**Exercise:**
Please output every line of the listing below as a numbered list, skipping blank lines and leaving out the pictures.

-=-=-

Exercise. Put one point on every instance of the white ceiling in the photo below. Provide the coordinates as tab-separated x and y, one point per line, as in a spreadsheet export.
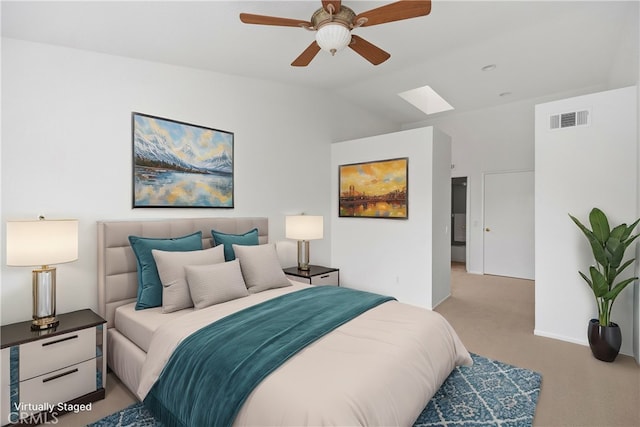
539	48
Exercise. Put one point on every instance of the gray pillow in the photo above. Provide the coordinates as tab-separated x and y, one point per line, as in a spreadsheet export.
175	290
260	267
215	283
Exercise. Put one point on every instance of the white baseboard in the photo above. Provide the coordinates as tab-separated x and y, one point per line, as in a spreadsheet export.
584	342
540	333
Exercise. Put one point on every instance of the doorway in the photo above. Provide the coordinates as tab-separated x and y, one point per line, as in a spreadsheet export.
459	220
509	224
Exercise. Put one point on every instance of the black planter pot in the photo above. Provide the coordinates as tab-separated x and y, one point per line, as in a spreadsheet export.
605	341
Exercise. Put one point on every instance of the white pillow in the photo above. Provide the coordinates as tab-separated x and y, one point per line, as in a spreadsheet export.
215	283
261	267
175	290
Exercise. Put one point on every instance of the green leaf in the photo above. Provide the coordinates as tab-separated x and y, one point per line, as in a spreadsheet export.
614	252
618	232
625	265
597	247
600	285
586	279
619	287
629	229
599	225
630	240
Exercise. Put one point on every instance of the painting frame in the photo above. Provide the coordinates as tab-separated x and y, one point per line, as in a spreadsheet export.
177	164
374	189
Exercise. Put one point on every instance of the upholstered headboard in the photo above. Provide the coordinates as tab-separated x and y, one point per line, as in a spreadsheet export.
117	271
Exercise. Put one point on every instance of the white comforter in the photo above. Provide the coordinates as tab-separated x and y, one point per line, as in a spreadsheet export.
380	368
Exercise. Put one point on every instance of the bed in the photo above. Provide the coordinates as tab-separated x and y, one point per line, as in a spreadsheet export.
379	367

-=-=-

**Response to the exercise:**
1. Exercise. Put one point on every instance of the white ceiling in the photo below. Provide the coordinates as tab-separated x and y, one point per line, as in a spreadsheet export.
2. 539	48
3. Exercise. Put one point on every instance of the gray pillow in the photo above. Provide the coordinates as tab-separated x and y, one point per line, as in a spreadsheet export.
4. 175	290
5. 260	267
6. 215	283
7. Exercise. Put one point on every instance of the white baseboard in the photo above. Provide the coordinates as tab-separated x and y, one point per line, as in a spreadsheet export.
8. 584	342
9. 540	333
10. Exercise. Put one point on every instance of the doorway in the photo above. Provide the coordinates as tab-separated x and y, one point per line, as in a spreadsheet export.
11. 459	220
12. 509	224
13. Exercise. Put one point on every instance of the black planter pot in the photo above. Provide the coordinates as tab-separated x and y, one point per line, as in a spreadsheet export.
14. 605	341
15. Exercise. Put one point on every instance of the white pillow in the photo above. Provide the coordinates as tab-separated x and y, one point per line, as in a spreadsheet export.
16. 215	283
17. 261	267
18. 175	290
19. Exercise. Put one point on every instance of the green leaf in the photo above. Provide the coordinates as tab-separated x and y, one point per line, as in a spreadsheet export.
20. 614	252
21. 618	232
22. 625	265
23. 597	247
24. 600	285
25. 586	279
26. 619	287
27. 629	229
28. 599	225
29. 630	240
30. Exercise. Put one point on every instance of the painting frame in the photo above. Provide the coordinates as tab-separated x and y, one point per line, as in a spreadsheet export.
31. 177	164
32. 374	189
33. Exercise. Put one point on every instance of the upholstered headboard in the photo above. Provide the coordinates as tab-separated x and y, one point per line, as in a spreadsheet export.
34. 117	271
35. Exercise. Put one point on every instance of the white comforter in the photo above. Provide the coordinates as tab-separated x and y, one point per line, as in a spreadsheet export.
36. 380	368
37. Exercise. Put one point on every instance of the bed in the photo above. Provide the coordinates as tab-separated x and y, one point per line, as in a spreadsheet export.
38. 379	367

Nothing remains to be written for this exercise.